> AUFGABENSTELLUNG A:
Beantworten Sie anhand des Textes zu Kellers „Romeo und Julia auf dem Dorfe“ die folgenden Fragen:
(i) Mit welchen vier Worten beginnt der Teil der Novelle, der in der endgültigen Fassung gestrichen wurde?
(ii) Welche Problematik soll laut der Einleitung abschließend behandelt werden?
(iii) Welche Überschrift trägt das dritte Kapitel im Inhaltsverzeichnis?
> AUFGABENSTELLUNG B:
Schreiben Sie den Text zu Kellers „Romeo und Julia auf dem Dorfe“ im Anschluss an seinen letzten Satz weiter.

> AUSGANGSDOKUMENT:
———

„Was die Sittlichkeit betrifft“ – so beginnt der Teil der Kellerschen Novelle, der in der endgültigen Fassung gestrichen wurde. Bezug nehmend auf den Selbstmord des Liebespaares leitet der Erzähler mit diesen vier Worten eine „moralisierende[n] Reflexion“ ein, die den Sittenverfall in den „gebildeten Ständen“ (605) und die Bereitschaft des „niedern Volke[s]“ (605) zum „Sterben[s] für eine Herzenssache“ (605) thematisiert.
Das Zitat im Titel der vorliegenden Arbeit deutet auf den Schwerpunkt in der weitgehend textanalytischen Untersuchung der Liebesbeziehung, die Gottfried Keller in „Romeo und Julia auf dem Dorfe“ erzählt, hin. Es soll herausgearbeitet werden, welche Schwerpunkte in Bezug auf Fragen der Moralität und des gesellschaftlichen Wertesystems durch den Erzähler gesetzt werden. Somit möchte die folgende Analyse zuerst auf den moralischen Verfall der Väter der beiden Liebenden eingehen und danach die „praktische“ Sittlichkeit des Liebespaares, sowie die Gründe für das - sich bereits früh abzeichnende - tragische Ende ihrer Liebesbeziehung beleuchten. Abschließend soll die Problematik der unterschiedlichen Schlussfassungen behandelt werden.
Inhaltsverzeichnis
1. Einleitung
2. Sittlich-moralischer Niedergang der Väter im Vorfeld der Liebesbeziehung
3. Die „praktische“ Sittlichkeit der beiden Liebenden
4. Herkunft und gegenwärtige Situation führen wegen des moralischen Verantwortungsbewusstseins der Liebenden in den Freitod
5. Zur Problematik der unterschiedlichen Schlussfassungen
Literaturverzeichnis
Primärliteratur:
Sekundärliteratur:
1. Einleitung
„Was die Sittlichkeit betrifft“[1] – so beginnt der Teil der Kellerschen Novelle, der in der endgültigen Fassung gestrichen wurde. Bezug nehmend auf den Selbstmord des Liebespaares leitet der Erzähler mit diesen vier Worten eine „moralisierende[n] Reflexion“[2] ein, die den Sittenverfall in den „gebildeten Ständen“ (605) und die Bereitschaft des „niedern Volke[s]“ (605) zum „Sterben[s] für eine Herzenssache“ (605) thematisiert.

———

> BEREITGESTELLTE ANGABEN:
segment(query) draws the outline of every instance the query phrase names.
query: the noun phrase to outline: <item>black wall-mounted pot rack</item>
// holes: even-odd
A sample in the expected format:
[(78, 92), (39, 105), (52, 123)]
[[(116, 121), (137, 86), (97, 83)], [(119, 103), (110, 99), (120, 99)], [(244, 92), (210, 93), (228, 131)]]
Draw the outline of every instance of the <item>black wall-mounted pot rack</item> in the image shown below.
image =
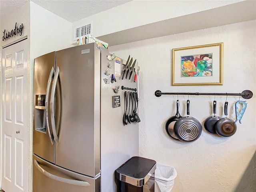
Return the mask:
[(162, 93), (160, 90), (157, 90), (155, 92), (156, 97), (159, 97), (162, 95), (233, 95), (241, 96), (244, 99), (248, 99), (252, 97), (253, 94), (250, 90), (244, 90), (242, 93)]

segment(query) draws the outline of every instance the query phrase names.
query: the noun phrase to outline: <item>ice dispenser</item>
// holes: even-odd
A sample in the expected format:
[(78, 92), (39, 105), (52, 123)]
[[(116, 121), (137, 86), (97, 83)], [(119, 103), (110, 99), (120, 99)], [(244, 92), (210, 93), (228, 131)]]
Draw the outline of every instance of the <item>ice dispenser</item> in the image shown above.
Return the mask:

———

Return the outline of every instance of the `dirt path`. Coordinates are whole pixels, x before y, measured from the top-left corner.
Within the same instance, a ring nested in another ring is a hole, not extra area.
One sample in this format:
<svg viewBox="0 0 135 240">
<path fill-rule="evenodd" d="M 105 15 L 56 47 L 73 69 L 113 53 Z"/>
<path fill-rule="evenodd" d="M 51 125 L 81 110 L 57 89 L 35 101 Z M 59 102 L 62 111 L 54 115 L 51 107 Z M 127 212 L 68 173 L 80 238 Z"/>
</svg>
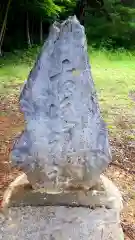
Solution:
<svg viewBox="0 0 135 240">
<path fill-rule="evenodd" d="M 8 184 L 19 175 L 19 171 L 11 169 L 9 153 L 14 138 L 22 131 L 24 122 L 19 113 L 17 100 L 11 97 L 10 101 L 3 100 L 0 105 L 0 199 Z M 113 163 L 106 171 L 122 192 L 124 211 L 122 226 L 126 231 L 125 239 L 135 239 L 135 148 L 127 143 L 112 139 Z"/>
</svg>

———

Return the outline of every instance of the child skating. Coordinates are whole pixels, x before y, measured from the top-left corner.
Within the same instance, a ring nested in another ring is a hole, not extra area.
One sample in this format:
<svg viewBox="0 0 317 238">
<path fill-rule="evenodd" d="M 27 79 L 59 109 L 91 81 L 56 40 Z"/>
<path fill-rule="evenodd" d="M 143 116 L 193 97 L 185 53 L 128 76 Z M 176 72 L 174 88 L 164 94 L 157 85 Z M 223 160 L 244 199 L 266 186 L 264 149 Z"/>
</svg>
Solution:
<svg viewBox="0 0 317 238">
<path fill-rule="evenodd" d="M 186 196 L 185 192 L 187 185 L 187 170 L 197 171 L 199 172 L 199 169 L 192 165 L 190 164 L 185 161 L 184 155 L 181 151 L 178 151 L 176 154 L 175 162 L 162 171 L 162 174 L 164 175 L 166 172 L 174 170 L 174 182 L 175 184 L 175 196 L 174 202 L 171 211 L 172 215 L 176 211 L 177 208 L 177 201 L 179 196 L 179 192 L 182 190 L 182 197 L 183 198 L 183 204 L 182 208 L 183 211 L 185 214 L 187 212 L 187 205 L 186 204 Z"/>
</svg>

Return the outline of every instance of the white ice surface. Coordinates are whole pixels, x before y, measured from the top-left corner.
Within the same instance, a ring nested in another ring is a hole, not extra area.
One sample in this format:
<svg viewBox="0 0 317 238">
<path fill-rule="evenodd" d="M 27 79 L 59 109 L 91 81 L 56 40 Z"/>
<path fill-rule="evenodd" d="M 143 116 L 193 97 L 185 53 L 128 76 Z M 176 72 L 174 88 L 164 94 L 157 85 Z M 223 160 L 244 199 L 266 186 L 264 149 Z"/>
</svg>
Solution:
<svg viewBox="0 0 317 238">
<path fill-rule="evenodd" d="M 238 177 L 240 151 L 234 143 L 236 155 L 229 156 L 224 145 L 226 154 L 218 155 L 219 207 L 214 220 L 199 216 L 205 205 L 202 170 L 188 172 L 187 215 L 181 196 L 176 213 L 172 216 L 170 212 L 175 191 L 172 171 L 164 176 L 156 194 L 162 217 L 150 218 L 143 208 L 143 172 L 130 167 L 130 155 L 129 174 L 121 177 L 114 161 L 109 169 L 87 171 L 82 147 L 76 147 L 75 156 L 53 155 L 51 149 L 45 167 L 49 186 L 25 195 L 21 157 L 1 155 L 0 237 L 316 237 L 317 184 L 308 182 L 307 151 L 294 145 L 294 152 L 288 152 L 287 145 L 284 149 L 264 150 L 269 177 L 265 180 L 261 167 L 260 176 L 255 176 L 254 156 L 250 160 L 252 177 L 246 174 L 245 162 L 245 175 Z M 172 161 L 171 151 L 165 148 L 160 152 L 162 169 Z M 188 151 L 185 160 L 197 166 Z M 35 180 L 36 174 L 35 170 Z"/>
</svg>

———

> ERGEBNIS A:
(i) „Was die Sittlichkeit betrifft“
(ii) Die Problematik der unterschiedlichen Schlussfassungen.
(iii) Die „praktische“ Sittlichkeit der beiden Liebenden

> ERGEBNIS B:
Das Zitat im Titel der vorliegenden Arbeit deutet auf den Schwerpunkt in der weitgehend textanalytischen Untersuchung der Liebesbeziehung, die Gottfried Keller in „Romeo und Julia auf dem Dorfe“ erzählt, hin. Es soll herausgearbeitet werden, welche Schwerpunkte in Bezug auf Fragen der Moralität und des gesellschaftlichen Wertesystems durch den Erzähler gesetzt werden. Somit möchte die folgende Analyse zuerst auf den moralischen Verfall der Väter der beiden Liebenden eingehen und danach die „praktische“ Sittlichkeit des Liebespaares, sowie die Gründe für das – sich bereits früh abzeichnende – tragische Ende ihrer Liebesbeziehung beleuchten. Abschließend soll die Problematik der unterschiedlichen Schlussfassungen behandelt werden.
2. Sittlich-moralischer Niedergang der Väter im Vorfeld der
Liebesbeziehung
Manz, der Vater von Sali, und Marti, der Vater von Vrenchen, werden am Anfang der Novelle als Männer dargestellt, die „auf den ersten Blick den sichern, gutbesorgten Bauersmann“ (65) verkünden. Doch die Idylle, in der sich das Leben der Bauern abzuspielen scheint, wird durch viele verschiedene, versteckte Vorausdeutungen zur „scheinbaren Idylle“[3]. Auch im angeführten Zitat wird das durch die Einschränkung „auf den ersten Blick“ deutlich. Ihre moralische Integrität, die bei solch einer – scheinbar vollkommen geordneten – Lebenssituation auf der Hand zu liegen scheint, wird durch die Diskrepanz zwischen ihrem äußeren Erscheinungsbild auf der einen Seite und ihrem Reden und Handeln auf der anderen Seite relativiert. Belege hierfür finden sich, wenn man ihre „Pseudomoralität“ im Licht ihres unrechtmäßigen Handelns, das mit dem Pflügen der ersten Furche in den herrenlosen Acker beginnt, betrachtet.[4] Dieses unkorrekte Verhalten, das sie beim jeweils anderen stillschweigend duldeten, wird mit dem Tag der Versteigerung des herrenlosen Ackers, der schließlich Manz zufällt, zum Kern ihres Konfliktes.[5] Hätten sie nämlich rechtlich-moralisch aufrichtig gehandelt und auf die unrechtmäßige Aneignung verzichtet, wäre der Streit, in dessen Verlauf sie sich beide durch hartnäckiges Prozessieren zugrunde richten,[6] überflüssig gewesen.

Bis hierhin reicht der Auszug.